# EXCERPTED TEXT:
* Begin *

Next up was The Great Gatsby, starring Alan Ladd and Betty Field, which I’ve long wanted to see. The film was introduced by Ladd’s son, David, who said that Gatsby was very important to his father. “Paramount didn’t want him to make it. F. Scott Fitzgerald and Alan Ladd don’t really go together – he was more of an action guy,” David Ladd said, adding that his father finally threatened to go on suspension if he wasn’t allowed to do the film. “This and Shane are my father’s two favorite roles, and I believe this is the best version [of The Great Gatsby]. This movie is not cinematic art, but the casting is impeccable. This one, he was especially proud of.”
Hatcheck Girl. It had these people in it.
Movie number three was Hatcheck Girl (1933), the only pre-Code film on my schedule and one of the films I was most looking forward to seeing. Introduced by Katie Trainor and Ann Mora from the Museum of Modern Art in New York, Hatcheck Girl stars Sally Eilers – “coined as the Janet Gaynor with hips,” Mora said. The film, which co-stars Ginger Rogers, centers on, well, a hatcheck girl. To be honest, though, I don’t have a clue what this picture was about, what happened in it, or pretty much anything else. The only thing that stuck with me is that it was rather dull and I was rather disappointed. And sleepy.

* End *

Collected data
* Begin *

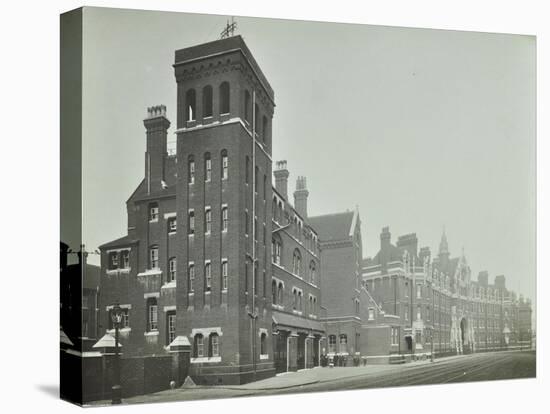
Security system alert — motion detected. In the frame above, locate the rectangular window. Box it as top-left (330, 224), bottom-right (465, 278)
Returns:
top-left (149, 305), bottom-right (158, 331)
top-left (222, 155), bottom-right (229, 180)
top-left (122, 250), bottom-right (130, 269)
top-left (188, 161), bottom-right (195, 184)
top-left (168, 257), bottom-right (176, 282)
top-left (204, 207), bottom-right (212, 234)
top-left (222, 259), bottom-right (227, 290)
top-left (149, 204), bottom-right (159, 221)
top-left (168, 218), bottom-right (177, 233)
top-left (196, 334), bottom-right (204, 358)
top-left (109, 252), bottom-right (118, 270)
top-left (188, 264), bottom-right (195, 292)
top-left (149, 246), bottom-right (159, 269)
top-left (204, 262), bottom-right (212, 292)
top-left (210, 334), bottom-right (220, 357)
top-left (205, 158), bottom-right (212, 181)
top-left (166, 311), bottom-right (176, 345)
top-left (222, 206), bottom-right (229, 231)
top-left (328, 335), bottom-right (336, 354)
top-left (187, 210), bottom-right (195, 234)
top-left (122, 309), bottom-right (130, 328)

* End *

# TASK INSTRUCTIONS:
a) Can you rewrite the listing from its start through the line holding "top-left (205, 158), bottom-right (212, 181)", inclusive, swapping "rectangular window" for "arched window" and changing nothing else? Leave the pictures out.
b) Please write the next part of the account of the film screenings, picking up after its final sentence.

# OUTPUTS FOR THE TASKS:
a)
Security system alert — motion detected. In the frame above, locate the arched window. Box it as top-left (330, 224), bottom-right (465, 278)
Returns:
top-left (149, 305), bottom-right (158, 331)
top-left (222, 155), bottom-right (229, 180)
top-left (122, 250), bottom-right (130, 269)
top-left (188, 161), bottom-right (195, 184)
top-left (168, 257), bottom-right (176, 282)
top-left (204, 207), bottom-right (212, 234)
top-left (222, 259), bottom-right (227, 290)
top-left (149, 204), bottom-right (159, 221)
top-left (168, 218), bottom-right (177, 233)
top-left (196, 334), bottom-right (204, 358)
top-left (109, 252), bottom-right (118, 270)
top-left (188, 264), bottom-right (195, 292)
top-left (149, 246), bottom-right (159, 269)
top-left (204, 262), bottom-right (212, 292)
top-left (210, 334), bottom-right (220, 357)
top-left (205, 158), bottom-right (212, 181)

b)
I love this movie so much I could eat it on a biscuit.
I’d originally planned to join Kim at this point to see The Pawnbroker, where Quincy Jones was the special guest, but at the last minute, I gave into my innermost desire and saw one of my favorite films, the single movie that I have seen more often than any other – The Women (1939). What a kick it was to see this classic on the big screen! Also, I saw it in the El Capitan Theater, which was my first time being in this classic venue. Before the screening, Ben Mankiewicz interviewed actress Anna Kendrick, introducing her to the audience by telling us that the guest he was about to bring out was born in 1985. “That only gets a laugh at the TCM Film Festival,” he added. Kendrick said that she was introduced to The Women when she was 12 years old, while she was doing a show on Broadway. “I was just so in love with it. I watched it over and over and over. When I went back to Maine, I tried to make my friends watch it,” Kendrick said. “Sylvia is the greatest character of all time, [but] every time Miriam Aarons comes in, I’m like, ‘That’s a bad bitch.'”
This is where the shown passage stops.